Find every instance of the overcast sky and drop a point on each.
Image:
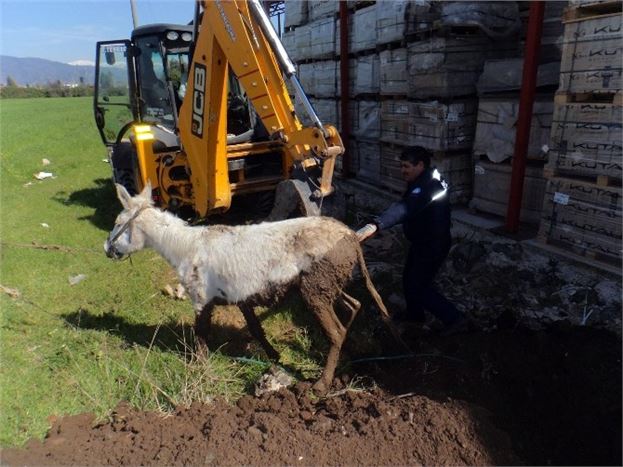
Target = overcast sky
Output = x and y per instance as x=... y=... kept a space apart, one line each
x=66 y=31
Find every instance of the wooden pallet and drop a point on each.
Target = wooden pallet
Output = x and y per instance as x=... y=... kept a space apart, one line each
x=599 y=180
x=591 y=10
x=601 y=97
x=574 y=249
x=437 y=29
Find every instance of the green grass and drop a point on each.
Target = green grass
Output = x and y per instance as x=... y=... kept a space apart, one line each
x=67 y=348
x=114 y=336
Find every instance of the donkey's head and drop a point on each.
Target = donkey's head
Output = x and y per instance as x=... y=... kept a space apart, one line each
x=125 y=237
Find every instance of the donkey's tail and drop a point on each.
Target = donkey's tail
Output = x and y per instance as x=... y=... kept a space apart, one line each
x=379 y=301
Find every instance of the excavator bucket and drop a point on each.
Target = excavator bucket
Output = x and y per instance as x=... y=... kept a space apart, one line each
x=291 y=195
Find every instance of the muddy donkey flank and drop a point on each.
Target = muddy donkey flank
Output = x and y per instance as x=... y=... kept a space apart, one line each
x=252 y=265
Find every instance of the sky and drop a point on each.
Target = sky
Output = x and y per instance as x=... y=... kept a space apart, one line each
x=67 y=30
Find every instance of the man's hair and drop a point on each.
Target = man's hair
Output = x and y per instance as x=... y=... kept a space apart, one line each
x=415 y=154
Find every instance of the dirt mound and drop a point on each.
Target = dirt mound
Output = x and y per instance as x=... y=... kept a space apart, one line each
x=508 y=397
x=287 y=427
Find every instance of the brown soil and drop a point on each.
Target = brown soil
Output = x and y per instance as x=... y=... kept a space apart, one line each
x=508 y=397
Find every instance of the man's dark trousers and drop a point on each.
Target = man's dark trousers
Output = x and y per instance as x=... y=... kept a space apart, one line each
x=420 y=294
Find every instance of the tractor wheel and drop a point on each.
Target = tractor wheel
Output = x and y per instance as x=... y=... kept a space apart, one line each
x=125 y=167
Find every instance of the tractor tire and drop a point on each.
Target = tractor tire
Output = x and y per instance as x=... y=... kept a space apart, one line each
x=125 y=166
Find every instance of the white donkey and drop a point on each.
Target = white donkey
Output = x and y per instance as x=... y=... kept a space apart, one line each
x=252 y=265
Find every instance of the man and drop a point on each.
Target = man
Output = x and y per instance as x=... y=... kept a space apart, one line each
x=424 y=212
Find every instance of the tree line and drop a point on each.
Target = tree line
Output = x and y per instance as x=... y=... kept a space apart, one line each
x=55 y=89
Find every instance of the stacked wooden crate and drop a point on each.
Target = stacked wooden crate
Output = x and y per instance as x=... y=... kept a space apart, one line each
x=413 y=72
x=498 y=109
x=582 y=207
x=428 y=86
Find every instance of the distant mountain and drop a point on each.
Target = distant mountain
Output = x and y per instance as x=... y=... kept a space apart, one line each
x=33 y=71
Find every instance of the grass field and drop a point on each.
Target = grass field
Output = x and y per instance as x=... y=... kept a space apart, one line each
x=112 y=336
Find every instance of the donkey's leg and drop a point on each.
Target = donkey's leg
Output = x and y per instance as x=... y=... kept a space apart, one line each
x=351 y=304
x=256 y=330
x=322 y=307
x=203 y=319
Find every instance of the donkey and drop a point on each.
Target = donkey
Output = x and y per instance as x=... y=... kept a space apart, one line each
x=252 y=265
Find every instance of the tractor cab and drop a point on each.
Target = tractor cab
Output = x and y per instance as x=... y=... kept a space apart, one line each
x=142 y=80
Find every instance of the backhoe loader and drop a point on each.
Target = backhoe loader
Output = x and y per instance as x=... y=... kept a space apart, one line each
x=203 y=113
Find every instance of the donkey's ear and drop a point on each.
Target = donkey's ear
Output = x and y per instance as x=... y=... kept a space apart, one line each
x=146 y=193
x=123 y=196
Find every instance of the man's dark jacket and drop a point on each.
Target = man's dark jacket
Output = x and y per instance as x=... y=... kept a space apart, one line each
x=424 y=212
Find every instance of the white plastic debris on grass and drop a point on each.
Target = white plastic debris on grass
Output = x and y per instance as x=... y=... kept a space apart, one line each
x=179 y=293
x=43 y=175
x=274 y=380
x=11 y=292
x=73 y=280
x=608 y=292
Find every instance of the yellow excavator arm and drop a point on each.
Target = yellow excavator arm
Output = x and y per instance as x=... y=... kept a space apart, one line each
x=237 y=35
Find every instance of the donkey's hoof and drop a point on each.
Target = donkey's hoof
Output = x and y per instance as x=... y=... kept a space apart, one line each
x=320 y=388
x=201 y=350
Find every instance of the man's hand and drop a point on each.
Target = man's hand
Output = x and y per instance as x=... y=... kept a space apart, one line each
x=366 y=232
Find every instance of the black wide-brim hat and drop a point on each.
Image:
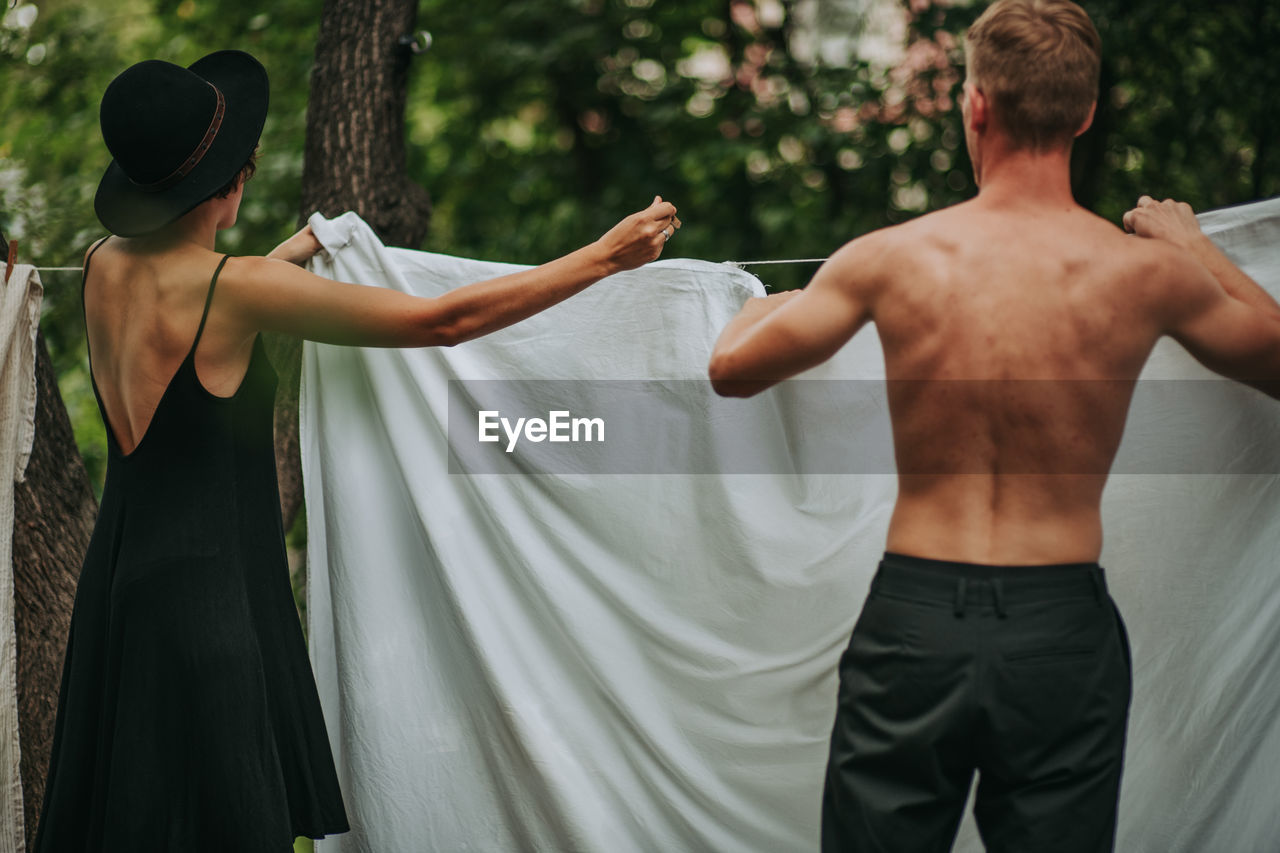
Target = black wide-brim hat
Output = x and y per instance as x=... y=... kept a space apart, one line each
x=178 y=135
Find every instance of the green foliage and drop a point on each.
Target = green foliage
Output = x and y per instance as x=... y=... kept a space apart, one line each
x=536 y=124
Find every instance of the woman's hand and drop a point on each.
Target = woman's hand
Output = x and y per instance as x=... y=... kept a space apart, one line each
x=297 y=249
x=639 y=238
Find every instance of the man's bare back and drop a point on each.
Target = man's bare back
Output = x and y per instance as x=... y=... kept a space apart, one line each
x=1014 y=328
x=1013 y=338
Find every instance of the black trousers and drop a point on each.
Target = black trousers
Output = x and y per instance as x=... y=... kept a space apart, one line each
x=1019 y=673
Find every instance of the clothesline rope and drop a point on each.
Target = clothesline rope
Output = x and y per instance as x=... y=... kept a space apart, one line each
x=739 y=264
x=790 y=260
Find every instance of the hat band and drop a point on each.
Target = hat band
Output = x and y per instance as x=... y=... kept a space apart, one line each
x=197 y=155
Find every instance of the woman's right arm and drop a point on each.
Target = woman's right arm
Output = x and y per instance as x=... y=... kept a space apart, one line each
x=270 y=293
····················
GIVEN EXERCISE =>
Reproduce every item above word for word, leaving out the pictures.

COMPLETE OUTPUT =>
Find every instance of the overcast sky and drop a point on each.
Image:
Target = overcast sky
Output = x and y per instance as x=... y=... kept a space apart, one line each
x=66 y=31
Find every instance of the wooden pallet and drop a point on each.
Target = wooden pallet
Output = x and y per instance as x=... y=... kept a space apart, one line each
x=599 y=180
x=591 y=10
x=601 y=97
x=574 y=249
x=437 y=29
Find every instance of the green grass and drop a point on each.
Target = green grass
Output = x and y per instance as x=... y=... kept a space apart, one line each
x=67 y=348
x=114 y=336
Find every instance of the donkey's head and drop a point on each.
Target = donkey's head
Output = x and y per instance as x=... y=... kept a space apart, one line each
x=125 y=237
Find every instance of the donkey's tail and drop a point on each.
Target = donkey's tail
Output = x and y per instance as x=... y=... kept a space apart, one line each
x=379 y=301
Find every instance of the excavator bucket and drop a point on each.
Target = excavator bucket
Output = x and y per instance as x=... y=... kept a space apart, one line each
x=291 y=195
Find every instance of the muddy donkey flank and drop a point on each.
Target = muddy donkey flank
Output = x and y per instance as x=... y=... kept a space apart, one line each
x=252 y=265
Find every instance of the sky and drop a point on each.
Target = sky
Output = x and y per instance as x=... y=... kept a space apart, one line each
x=67 y=30
Find every instance of the man's hair and drop a point on each.
Target = man's hair
Output = x and y per instance as x=... y=... kept a space apart, one line each
x=415 y=154
Find every instance of the dirt mound and drop a point on each.
Target = dirt mound
Output = x and y per instance as x=... y=... kept a space apart, one line each
x=508 y=397
x=287 y=427
Find every instance of the brown soil and drop a point on each.
Target = brown soil
Output = x and y per instance as x=... y=... kept a space apart, one line each
x=508 y=397
Find every instance of the man's dark trousers and drop a point on each.
Target = man's dark trousers
Output = x and y per instance as x=... y=... kept a space apart, one line each
x=420 y=294
Find every instance of the tractor wheel and drop a point on each.
Target = tractor wheel
Output = x and y per instance as x=... y=... kept a space apart, one line each
x=125 y=167
Find every instance of the tractor tire and drop a point on each.
Target = tractor tire
Output = x and y per instance as x=... y=... kept a space apart, one line each
x=125 y=166
Find every instance of the white donkey and drop a point on each.
Target = white donkey
Output = x and y per instance as x=... y=... kept a space apart, one line each
x=252 y=265
Find every instance of the man and drop a point on each.
Target = man
Output = x and y per instance as x=... y=... kept a space apart, one line each
x=424 y=212
Find every instance of the tree line and drop a point on each.
Target = tree line
Output = x and y per instance as x=... y=... kept a space apart, one line each
x=55 y=89
Find every instance of the stacked wooden crate and drop a point on each.
Target = stacked wooden crate
Output = x and y per instance as x=... y=... kept a space apart, one line each
x=413 y=72
x=498 y=109
x=582 y=207
x=428 y=86
Find every instance of the distant mountain and drop a point on each.
Target = distant mountain
Output = x and y per instance as x=... y=... kept a space apart, one line each
x=33 y=71
Find every instance of the grass field and drop a point on each.
Target = grass field
Output = x and y per instance as x=... y=... kept a space apart, one line each
x=112 y=336
Find every instance of the donkey's leg and drop a point on each.
Target = donkey's leg
Output = x and y per instance as x=... y=... kept a space apart, one line each
x=351 y=304
x=256 y=330
x=322 y=307
x=203 y=319
Find every instance of the donkey and drop a point on each.
Target = donkey
Output = x and y per instance as x=... y=... kept a space apart, one line each
x=252 y=265
Find every instance of the tractor cab and drop a point on each.
Target = tractor cab
Output = x and y per instance as x=... y=... kept a space apart, one line each
x=142 y=80
Find every instance of the backhoe loader and drop a point on each.
Target = backhoe loader
Output = x and y per instance as x=... y=... kept a space apart, one line each
x=203 y=113
Find every instance of the donkey's ear and drop a point on each.
Target = donkey's ear
Output = x and y per instance as x=... y=... kept a space apart, one line each
x=146 y=193
x=123 y=196
Find every instance of the man's dark jacket and drop a point on each.
Target = man's dark jacket
Output = x and y per instance as x=... y=... kept a space apart, one line each
x=424 y=212
Find every instance of the white plastic debris on grass and drop a point on each.
Target = white plastic debris on grass
Output = x and y per instance as x=... y=... kept a space apart, one line each
x=179 y=293
x=43 y=175
x=274 y=380
x=11 y=292
x=73 y=280
x=608 y=292
Find every instance of the yellow excavator arm and drop a point on each.
Target = yellow excavator arm
Output = x and y per instance as x=... y=... kept a space apart, one line each
x=237 y=35
Find every instance of the donkey's hoof and drop a point on each.
Target = donkey's hoof
Output = x and y per instance as x=... y=... kept a space apart, one line each
x=320 y=388
x=201 y=350
Find every instance of the man's hand and drop a point on each.
Target = man's hand
Output = x and y per instance as x=... y=... kept a space apart, one line each
x=366 y=232
Find every instance of the black wide-brim hat and drop a point on each.
Image:
Target = black wide-brim hat
Output = x and y per instance as x=... y=... kept a space apart, one line each
x=178 y=135
Find every instance of the green foliage and drop a point on each.
Target = green foliage
Output = x and y per instance as x=... y=... kept a space apart, one line each
x=536 y=124
Find every instance of the woman's hand and drop a point on each.
Target = woman's hand
Output = x and y per instance as x=... y=... kept a space apart, one line each
x=297 y=249
x=639 y=238
Find every instance of the man's bare back and drop a point on each.
Target = man's bare back
Output = x and y per instance as x=... y=... kept a space apart, one line each
x=1014 y=328
x=1013 y=338
Find every instance of the black trousers and drop a point on each.
Target = black trousers
Output = x and y per instance as x=... y=... kept a space apart, one line each
x=1019 y=673
Find every instance of the clothesline rope and drop a point on each.
Target = clothesline rope
Output = x and y per instance as x=... y=... kept a space apart, one line each
x=739 y=264
x=790 y=260
Find every instance of the hat band and drop a point on each.
Target = hat band
Output = x and y per instance as x=... y=... kept a space apart, one line each
x=197 y=155
Find every instance of the woman's right arm and drop a point on each.
Target = woman's right arm
Output = x and y per instance as x=... y=... kept a space apart, one line each
x=270 y=293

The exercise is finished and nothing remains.